## EXERCISE GOAL
From the line that holds "Which spot sits on each instance of the black pants" to the last line of the data, copy everything exactly; leave out all the rest.
** Start of RECORDED DATA **
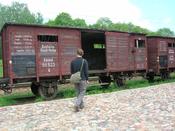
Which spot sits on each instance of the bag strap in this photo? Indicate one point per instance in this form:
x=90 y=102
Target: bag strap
x=81 y=65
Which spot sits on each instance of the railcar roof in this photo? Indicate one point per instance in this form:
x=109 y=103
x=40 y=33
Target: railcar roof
x=67 y=27
x=164 y=37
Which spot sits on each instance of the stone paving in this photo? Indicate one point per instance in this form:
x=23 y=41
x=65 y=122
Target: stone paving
x=146 y=109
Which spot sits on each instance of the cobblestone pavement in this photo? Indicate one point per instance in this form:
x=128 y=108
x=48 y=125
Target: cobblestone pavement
x=148 y=109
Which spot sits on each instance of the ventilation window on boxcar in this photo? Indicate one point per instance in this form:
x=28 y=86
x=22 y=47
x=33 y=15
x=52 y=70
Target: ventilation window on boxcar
x=99 y=46
x=170 y=44
x=140 y=43
x=47 y=38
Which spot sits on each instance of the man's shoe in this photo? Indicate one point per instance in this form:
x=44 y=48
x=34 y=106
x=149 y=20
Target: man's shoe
x=81 y=106
x=77 y=109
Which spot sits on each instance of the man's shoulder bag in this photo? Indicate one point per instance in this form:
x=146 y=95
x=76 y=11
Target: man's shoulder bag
x=76 y=77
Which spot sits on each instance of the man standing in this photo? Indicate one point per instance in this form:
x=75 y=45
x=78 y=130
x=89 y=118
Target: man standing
x=80 y=87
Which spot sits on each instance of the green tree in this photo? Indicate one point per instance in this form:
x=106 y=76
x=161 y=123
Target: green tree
x=18 y=13
x=102 y=23
x=63 y=19
x=79 y=22
x=165 y=32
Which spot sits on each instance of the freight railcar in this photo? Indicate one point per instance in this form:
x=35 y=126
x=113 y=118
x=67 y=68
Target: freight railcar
x=42 y=55
x=161 y=56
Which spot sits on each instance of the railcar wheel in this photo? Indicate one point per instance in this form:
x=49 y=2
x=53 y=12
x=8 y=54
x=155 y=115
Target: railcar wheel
x=150 y=77
x=48 y=91
x=104 y=81
x=34 y=88
x=120 y=82
x=165 y=75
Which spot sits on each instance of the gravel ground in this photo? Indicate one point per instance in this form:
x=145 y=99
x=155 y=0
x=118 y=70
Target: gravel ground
x=146 y=109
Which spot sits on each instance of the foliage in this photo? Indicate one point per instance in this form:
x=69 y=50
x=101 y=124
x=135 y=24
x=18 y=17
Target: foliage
x=165 y=32
x=64 y=19
x=18 y=13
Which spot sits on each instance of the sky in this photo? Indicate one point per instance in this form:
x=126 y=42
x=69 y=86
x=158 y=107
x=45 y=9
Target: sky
x=150 y=14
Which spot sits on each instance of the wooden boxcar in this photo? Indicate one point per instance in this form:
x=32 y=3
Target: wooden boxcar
x=42 y=55
x=161 y=55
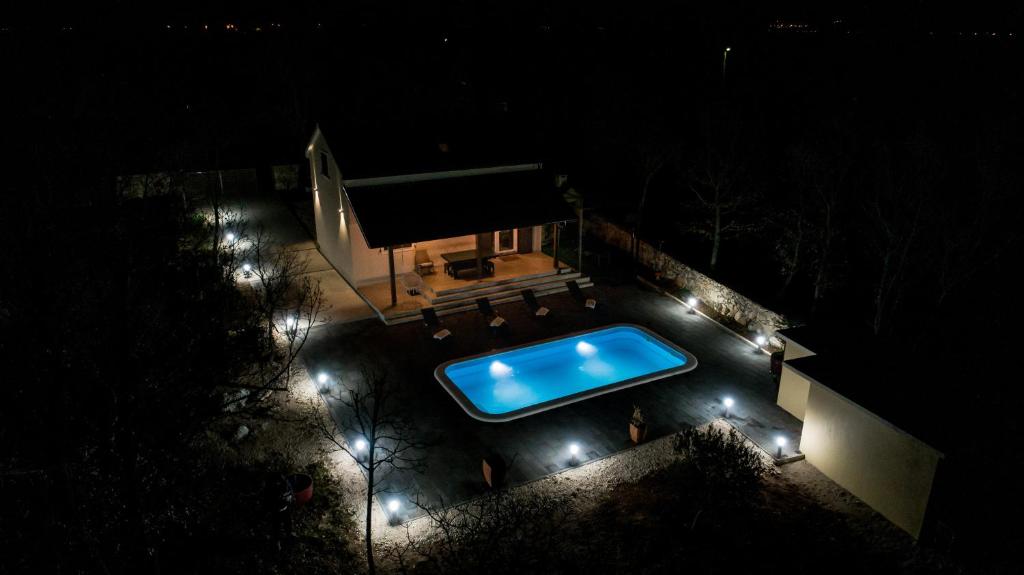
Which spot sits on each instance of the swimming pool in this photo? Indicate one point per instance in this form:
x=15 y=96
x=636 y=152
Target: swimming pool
x=510 y=384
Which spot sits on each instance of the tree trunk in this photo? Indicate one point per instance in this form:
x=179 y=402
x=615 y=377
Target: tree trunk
x=795 y=262
x=717 y=239
x=371 y=568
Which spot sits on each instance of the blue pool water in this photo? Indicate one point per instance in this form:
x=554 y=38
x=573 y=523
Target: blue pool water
x=522 y=381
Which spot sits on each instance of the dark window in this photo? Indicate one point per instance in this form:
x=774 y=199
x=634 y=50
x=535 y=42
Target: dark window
x=325 y=169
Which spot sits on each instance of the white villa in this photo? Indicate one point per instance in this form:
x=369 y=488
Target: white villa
x=439 y=233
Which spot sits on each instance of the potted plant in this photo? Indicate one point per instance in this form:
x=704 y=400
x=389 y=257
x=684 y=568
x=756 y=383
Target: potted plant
x=638 y=428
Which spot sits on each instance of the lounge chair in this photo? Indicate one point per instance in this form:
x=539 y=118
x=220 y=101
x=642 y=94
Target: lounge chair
x=579 y=296
x=530 y=299
x=431 y=320
x=496 y=320
x=423 y=264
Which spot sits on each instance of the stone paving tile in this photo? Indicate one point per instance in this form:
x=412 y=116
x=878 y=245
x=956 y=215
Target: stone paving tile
x=540 y=443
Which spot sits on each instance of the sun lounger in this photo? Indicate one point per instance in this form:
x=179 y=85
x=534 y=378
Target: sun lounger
x=431 y=320
x=578 y=294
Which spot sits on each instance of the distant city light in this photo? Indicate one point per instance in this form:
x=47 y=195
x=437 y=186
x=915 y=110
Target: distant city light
x=499 y=369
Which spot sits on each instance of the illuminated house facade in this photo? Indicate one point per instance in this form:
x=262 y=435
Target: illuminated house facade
x=849 y=411
x=437 y=231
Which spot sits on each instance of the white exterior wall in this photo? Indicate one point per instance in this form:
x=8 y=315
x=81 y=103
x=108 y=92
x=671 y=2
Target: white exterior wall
x=332 y=214
x=883 y=466
x=371 y=264
x=795 y=350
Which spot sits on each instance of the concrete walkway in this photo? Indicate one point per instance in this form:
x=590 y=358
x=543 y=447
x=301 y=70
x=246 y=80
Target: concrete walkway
x=279 y=218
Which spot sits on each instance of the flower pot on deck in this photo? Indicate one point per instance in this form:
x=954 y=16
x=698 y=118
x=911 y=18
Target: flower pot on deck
x=302 y=486
x=638 y=432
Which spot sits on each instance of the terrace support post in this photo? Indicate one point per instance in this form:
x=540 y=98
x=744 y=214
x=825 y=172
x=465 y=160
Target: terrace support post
x=554 y=249
x=390 y=270
x=479 y=260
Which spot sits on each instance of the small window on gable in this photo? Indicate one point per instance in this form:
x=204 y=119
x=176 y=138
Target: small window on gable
x=325 y=168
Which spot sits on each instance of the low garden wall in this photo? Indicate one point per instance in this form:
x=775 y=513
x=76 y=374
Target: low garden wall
x=722 y=300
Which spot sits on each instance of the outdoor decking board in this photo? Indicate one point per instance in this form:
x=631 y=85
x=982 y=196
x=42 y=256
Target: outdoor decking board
x=539 y=443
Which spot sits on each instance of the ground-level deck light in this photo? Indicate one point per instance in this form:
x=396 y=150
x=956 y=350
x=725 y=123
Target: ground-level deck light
x=393 y=506
x=780 y=443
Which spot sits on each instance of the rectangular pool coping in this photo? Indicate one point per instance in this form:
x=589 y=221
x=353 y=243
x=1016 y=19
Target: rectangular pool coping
x=472 y=410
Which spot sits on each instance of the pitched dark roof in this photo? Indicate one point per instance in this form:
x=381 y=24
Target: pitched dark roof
x=389 y=146
x=404 y=213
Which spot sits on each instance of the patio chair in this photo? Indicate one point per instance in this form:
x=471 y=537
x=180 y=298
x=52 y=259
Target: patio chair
x=423 y=264
x=530 y=299
x=431 y=320
x=483 y=305
x=579 y=296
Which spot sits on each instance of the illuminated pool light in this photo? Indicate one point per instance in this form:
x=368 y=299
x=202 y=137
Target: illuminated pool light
x=780 y=443
x=500 y=370
x=586 y=350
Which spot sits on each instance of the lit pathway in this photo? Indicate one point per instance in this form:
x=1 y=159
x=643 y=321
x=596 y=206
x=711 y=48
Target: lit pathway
x=727 y=366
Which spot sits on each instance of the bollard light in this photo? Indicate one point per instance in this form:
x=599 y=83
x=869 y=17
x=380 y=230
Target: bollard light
x=780 y=442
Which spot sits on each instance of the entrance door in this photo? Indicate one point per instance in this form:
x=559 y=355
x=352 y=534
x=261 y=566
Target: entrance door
x=506 y=240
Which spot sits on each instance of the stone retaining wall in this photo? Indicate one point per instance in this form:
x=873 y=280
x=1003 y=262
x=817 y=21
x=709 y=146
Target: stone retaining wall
x=724 y=301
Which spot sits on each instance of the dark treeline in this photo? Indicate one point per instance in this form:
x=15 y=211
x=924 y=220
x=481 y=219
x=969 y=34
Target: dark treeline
x=864 y=177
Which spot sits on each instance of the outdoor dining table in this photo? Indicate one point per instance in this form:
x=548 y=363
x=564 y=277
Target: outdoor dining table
x=458 y=261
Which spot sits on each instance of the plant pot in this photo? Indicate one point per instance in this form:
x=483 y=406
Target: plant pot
x=302 y=486
x=638 y=433
x=494 y=470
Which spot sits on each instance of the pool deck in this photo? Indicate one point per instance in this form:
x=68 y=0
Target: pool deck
x=728 y=366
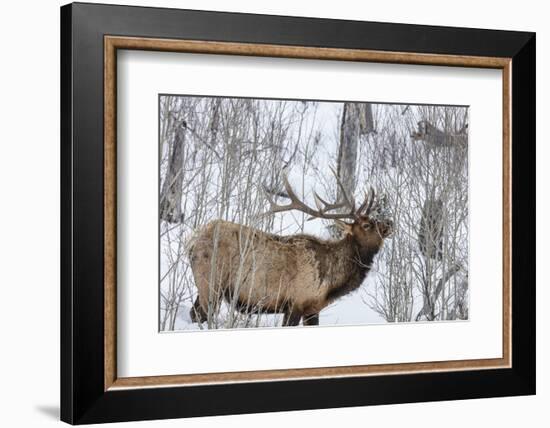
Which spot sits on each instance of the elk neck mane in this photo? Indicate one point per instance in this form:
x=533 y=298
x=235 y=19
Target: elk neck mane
x=342 y=264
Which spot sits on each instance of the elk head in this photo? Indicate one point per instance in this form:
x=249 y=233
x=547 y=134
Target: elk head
x=368 y=224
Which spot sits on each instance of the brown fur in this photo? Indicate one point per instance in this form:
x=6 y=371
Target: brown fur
x=297 y=275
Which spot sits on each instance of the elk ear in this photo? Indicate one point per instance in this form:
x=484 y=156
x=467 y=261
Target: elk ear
x=344 y=227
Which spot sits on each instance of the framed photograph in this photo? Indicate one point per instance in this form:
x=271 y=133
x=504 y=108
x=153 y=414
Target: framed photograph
x=274 y=213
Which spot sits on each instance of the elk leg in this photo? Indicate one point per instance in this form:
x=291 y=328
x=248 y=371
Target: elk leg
x=312 y=319
x=291 y=318
x=197 y=313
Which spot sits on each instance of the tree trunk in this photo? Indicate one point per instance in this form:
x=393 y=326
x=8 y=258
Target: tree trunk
x=356 y=120
x=170 y=195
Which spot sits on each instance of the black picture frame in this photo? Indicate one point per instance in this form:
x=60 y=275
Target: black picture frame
x=83 y=396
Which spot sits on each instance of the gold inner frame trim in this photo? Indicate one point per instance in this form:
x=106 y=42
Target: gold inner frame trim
x=113 y=43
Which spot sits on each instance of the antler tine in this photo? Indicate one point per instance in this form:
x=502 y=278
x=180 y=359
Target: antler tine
x=326 y=206
x=297 y=204
x=371 y=202
x=366 y=201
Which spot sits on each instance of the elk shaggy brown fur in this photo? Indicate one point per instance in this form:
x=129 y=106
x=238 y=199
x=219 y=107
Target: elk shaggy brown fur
x=298 y=275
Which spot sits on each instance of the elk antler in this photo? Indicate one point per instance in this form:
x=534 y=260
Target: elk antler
x=320 y=212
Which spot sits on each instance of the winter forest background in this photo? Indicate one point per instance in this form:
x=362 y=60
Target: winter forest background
x=217 y=153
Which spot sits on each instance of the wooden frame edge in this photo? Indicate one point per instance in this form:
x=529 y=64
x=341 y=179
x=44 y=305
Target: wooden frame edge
x=112 y=43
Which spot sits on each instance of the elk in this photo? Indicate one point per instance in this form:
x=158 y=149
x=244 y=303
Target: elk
x=297 y=275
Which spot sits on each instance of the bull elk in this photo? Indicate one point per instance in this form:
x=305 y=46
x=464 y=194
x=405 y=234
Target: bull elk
x=297 y=275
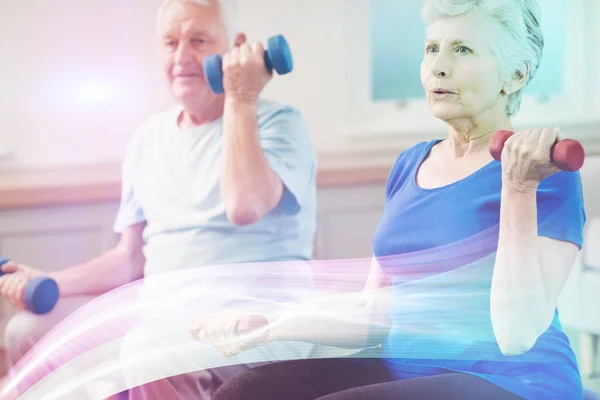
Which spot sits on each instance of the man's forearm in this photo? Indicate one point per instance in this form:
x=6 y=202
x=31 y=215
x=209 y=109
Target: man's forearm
x=110 y=270
x=250 y=187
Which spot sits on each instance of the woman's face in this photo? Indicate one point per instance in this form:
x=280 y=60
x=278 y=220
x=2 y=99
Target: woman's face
x=459 y=71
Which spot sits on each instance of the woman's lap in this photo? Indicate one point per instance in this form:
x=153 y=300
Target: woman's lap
x=349 y=379
x=303 y=379
x=449 y=386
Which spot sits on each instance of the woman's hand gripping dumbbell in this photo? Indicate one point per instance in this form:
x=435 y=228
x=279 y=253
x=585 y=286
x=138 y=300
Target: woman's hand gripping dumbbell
x=566 y=154
x=25 y=287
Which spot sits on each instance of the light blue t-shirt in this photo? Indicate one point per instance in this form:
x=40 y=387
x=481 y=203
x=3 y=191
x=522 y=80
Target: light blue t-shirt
x=171 y=180
x=438 y=247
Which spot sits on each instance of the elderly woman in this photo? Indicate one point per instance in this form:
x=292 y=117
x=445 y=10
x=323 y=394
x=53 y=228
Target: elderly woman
x=478 y=58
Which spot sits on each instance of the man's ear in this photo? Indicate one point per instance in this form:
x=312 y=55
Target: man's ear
x=240 y=39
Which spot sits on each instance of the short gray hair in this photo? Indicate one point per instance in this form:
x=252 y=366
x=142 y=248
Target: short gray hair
x=229 y=13
x=520 y=41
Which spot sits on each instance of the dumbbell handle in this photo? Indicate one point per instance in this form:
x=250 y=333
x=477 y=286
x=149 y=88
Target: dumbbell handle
x=566 y=154
x=41 y=293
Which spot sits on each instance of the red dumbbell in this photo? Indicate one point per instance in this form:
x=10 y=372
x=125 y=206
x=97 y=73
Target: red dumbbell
x=567 y=154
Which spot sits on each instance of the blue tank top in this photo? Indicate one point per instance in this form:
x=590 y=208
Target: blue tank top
x=438 y=248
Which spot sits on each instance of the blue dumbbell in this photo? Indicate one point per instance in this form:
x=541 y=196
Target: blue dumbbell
x=277 y=56
x=41 y=293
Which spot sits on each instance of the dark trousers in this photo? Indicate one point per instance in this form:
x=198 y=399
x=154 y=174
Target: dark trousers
x=352 y=379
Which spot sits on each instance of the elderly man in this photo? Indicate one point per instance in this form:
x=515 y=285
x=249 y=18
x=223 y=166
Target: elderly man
x=218 y=179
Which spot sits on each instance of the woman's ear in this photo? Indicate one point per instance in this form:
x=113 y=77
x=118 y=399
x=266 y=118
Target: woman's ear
x=517 y=82
x=240 y=39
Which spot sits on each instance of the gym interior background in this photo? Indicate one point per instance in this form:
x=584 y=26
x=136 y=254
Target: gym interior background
x=78 y=77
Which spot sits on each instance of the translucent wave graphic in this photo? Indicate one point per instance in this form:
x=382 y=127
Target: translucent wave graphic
x=438 y=304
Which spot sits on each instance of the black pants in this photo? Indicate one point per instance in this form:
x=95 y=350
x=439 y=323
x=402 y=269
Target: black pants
x=351 y=379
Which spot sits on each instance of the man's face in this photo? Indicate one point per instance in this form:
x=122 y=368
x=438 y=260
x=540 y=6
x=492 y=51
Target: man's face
x=190 y=32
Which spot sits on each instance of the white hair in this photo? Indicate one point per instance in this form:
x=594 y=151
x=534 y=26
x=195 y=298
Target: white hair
x=229 y=13
x=519 y=43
** End of RECORDED DATA **
## EXERCISE RESPONSE
Which spot sits on each instance of the black pants in this photo? Indicate one point per instance in this form:
x=95 y=350
x=439 y=323
x=402 y=269
Target: black pants
x=351 y=379
Which spot sits on each instance of the man's face in this photo? Indicate one point per instance in this form:
x=122 y=368
x=438 y=260
x=540 y=6
x=492 y=51
Target: man's face
x=190 y=32
Which spot sits on each instance of the white hair in this photo? Indicate one point per instance in this form:
x=594 y=151
x=534 y=26
x=195 y=298
Target: white hair
x=229 y=13
x=519 y=43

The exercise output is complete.